## What is needed
Nothing in the records may be dropped. Retype them all exactly.

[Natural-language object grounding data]
——

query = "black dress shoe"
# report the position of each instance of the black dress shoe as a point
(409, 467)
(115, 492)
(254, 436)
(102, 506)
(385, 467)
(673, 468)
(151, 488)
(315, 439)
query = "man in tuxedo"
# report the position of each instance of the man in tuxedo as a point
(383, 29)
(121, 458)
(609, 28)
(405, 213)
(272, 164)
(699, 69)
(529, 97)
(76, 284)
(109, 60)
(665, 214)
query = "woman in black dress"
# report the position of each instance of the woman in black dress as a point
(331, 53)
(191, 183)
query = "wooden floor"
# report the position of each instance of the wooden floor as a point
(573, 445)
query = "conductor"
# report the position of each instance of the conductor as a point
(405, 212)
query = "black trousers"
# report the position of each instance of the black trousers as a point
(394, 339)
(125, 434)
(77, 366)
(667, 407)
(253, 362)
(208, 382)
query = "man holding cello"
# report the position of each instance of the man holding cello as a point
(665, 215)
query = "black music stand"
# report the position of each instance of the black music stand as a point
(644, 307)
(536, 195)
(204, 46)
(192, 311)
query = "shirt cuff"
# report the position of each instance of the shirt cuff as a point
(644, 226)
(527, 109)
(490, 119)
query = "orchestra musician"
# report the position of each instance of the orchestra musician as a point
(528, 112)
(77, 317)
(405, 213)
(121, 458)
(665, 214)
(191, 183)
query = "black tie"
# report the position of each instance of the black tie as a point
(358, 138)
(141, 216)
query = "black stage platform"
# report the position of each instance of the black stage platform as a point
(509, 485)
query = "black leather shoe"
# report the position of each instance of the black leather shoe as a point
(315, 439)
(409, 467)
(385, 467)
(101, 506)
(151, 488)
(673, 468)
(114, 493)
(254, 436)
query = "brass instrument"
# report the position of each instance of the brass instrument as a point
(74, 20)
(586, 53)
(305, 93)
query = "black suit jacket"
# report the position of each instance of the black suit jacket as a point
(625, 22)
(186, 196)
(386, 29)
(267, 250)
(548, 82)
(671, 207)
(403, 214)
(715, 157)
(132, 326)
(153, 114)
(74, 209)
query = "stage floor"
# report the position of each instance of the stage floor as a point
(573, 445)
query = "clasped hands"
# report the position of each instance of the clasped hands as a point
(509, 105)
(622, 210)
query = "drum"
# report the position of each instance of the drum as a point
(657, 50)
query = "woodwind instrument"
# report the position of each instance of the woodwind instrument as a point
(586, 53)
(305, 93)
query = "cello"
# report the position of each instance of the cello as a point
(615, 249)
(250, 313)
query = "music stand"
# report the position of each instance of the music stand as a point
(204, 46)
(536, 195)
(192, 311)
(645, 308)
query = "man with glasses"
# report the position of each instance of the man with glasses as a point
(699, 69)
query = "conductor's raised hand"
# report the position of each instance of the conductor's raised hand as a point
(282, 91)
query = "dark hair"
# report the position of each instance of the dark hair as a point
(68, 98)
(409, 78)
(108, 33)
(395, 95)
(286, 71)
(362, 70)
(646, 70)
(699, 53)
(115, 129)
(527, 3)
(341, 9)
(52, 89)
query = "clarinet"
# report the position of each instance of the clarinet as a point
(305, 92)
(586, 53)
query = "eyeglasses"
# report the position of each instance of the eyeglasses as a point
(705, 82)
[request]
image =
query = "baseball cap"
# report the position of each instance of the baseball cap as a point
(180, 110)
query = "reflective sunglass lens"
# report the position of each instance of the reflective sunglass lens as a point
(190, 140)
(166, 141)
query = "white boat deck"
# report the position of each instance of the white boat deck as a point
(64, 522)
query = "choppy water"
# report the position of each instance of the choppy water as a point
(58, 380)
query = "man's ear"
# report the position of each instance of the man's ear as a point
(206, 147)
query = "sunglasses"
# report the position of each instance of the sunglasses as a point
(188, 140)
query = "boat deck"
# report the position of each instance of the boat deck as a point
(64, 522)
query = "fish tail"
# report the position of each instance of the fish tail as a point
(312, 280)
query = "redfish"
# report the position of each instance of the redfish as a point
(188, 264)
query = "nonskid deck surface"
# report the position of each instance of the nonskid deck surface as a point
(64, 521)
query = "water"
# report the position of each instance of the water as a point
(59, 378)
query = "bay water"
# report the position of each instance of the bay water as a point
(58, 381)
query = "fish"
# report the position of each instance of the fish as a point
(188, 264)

——

## The completed task
query = "black dress shoe"
# report the position of each instance of the black dress shoe as a point
(409, 467)
(115, 492)
(254, 436)
(102, 506)
(385, 467)
(673, 468)
(151, 488)
(315, 439)
query = "man in tuxedo"
# report the position of each instance of the man in tuxedo as a point
(383, 29)
(121, 458)
(609, 28)
(405, 213)
(272, 164)
(699, 69)
(529, 97)
(76, 284)
(109, 60)
(665, 214)
query = "woman in black dress"
# report the position of each instance of the woman in black dress as a point
(331, 53)
(191, 183)
query = "wooden floor"
# report the position of each instance of the wooden floor as a point
(573, 445)
query = "conductor"
# report the position of each instance of the conductor as a point
(405, 212)
query = "black trousers"
# report the position of each instance of the black trousers as a point
(394, 339)
(125, 434)
(77, 366)
(667, 407)
(253, 362)
(208, 382)
query = "man holding cello"
# report the position of each instance of the man holding cello as a point
(665, 215)
query = "black music stand"
# report the position of each instance of the black music stand as a point
(644, 307)
(536, 195)
(204, 46)
(192, 311)
query = "shirt cuff"
# report the position of each instance of the shirt cuff as a point
(644, 226)
(527, 109)
(490, 119)
query = "orchestra musician"
# report the position of each instance of the orchestra musician as a point
(528, 112)
(77, 317)
(405, 213)
(121, 458)
(665, 214)
(191, 183)
query = "black tie"
# report the position of each instance of the black tie as a point
(358, 138)
(141, 216)
query = "black stage platform"
# report the position of each instance of the black stage platform as a point
(509, 485)
query = "black leather shoe"
# report the position of each instance of the black leather shoe as a point
(315, 439)
(409, 467)
(385, 467)
(101, 506)
(151, 488)
(673, 468)
(114, 493)
(254, 436)
query = "brass instrument"
# report the position of each instance of the brass instrument as a point
(74, 20)
(586, 53)
(305, 93)
query = "black suit jacket"
# report the position of each instance of the black suit jacket as a point
(625, 22)
(186, 196)
(386, 29)
(267, 250)
(548, 82)
(671, 207)
(403, 214)
(715, 157)
(132, 326)
(153, 114)
(74, 209)
query = "stage floor"
# report the position of each instance of the stage floor as a point
(573, 445)
query = "clasped hands"
# report the position of each instance of the clasped hands as a point
(509, 105)
(622, 210)
query = "drum"
# report the position of each instance of the drum as a point
(657, 50)
query = "woodwind instrument"
# report the position of each instance of the woodwind instrument as a point
(586, 53)
(305, 93)
query = "cello"
# report the position of each instance of the cello as a point
(615, 249)
(250, 313)
query = "music stand"
# report the position of each instance of the music stand as a point
(204, 46)
(536, 195)
(192, 311)
(645, 308)
query = "man with glasses"
# report the position of each instance of the man with glasses as a point
(699, 69)
query = "conductor's raised hand"
# report the position of each instance of the conductor's raised hand as a point
(282, 91)
query = "dark hair"
# report the position of each instance of the dark hair as a point
(68, 98)
(409, 78)
(108, 33)
(395, 95)
(286, 71)
(362, 70)
(646, 70)
(699, 53)
(115, 129)
(527, 3)
(341, 9)
(52, 89)
query = "clarinet"
# report the position of each instance of the clarinet as a point
(305, 92)
(586, 53)
query = "eyeglasses"
# report the position of each instance of the eyeglasses as a point
(705, 82)
[request]
image =
query = "baseball cap"
# report the position of each instance of the baseball cap as a point
(180, 110)
query = "reflective sunglass lens"
# report the position of each instance of the reflective sunglass lens as a point
(190, 140)
(166, 141)
query = "white boat deck"
# report the position of each instance of the white boat deck as a point
(64, 522)
query = "choppy water"
# report the position of each instance of the choppy water as a point
(58, 380)
query = "man's ear"
# report the position of each instance of the man's ear as a point
(206, 147)
query = "sunglasses"
# report the position of each instance of the sunglasses as a point
(188, 140)
query = "boat deck"
# report the position of each instance of the boat deck as a point
(64, 522)
query = "fish tail"
# report the position of each instance of the fish tail as a point
(312, 280)
query = "redfish"
# report the position of each instance of the redfish as a point
(188, 264)
query = "nonskid deck surface"
# report the position of each instance of the nonskid deck surface as a point
(64, 521)
query = "water"
# report the position of each instance of the water as a point
(59, 378)
query = "bay water"
# report the position of each instance of the bay water as a point
(58, 381)
query = "fish"
# report the position of each instance of the fish as a point
(188, 264)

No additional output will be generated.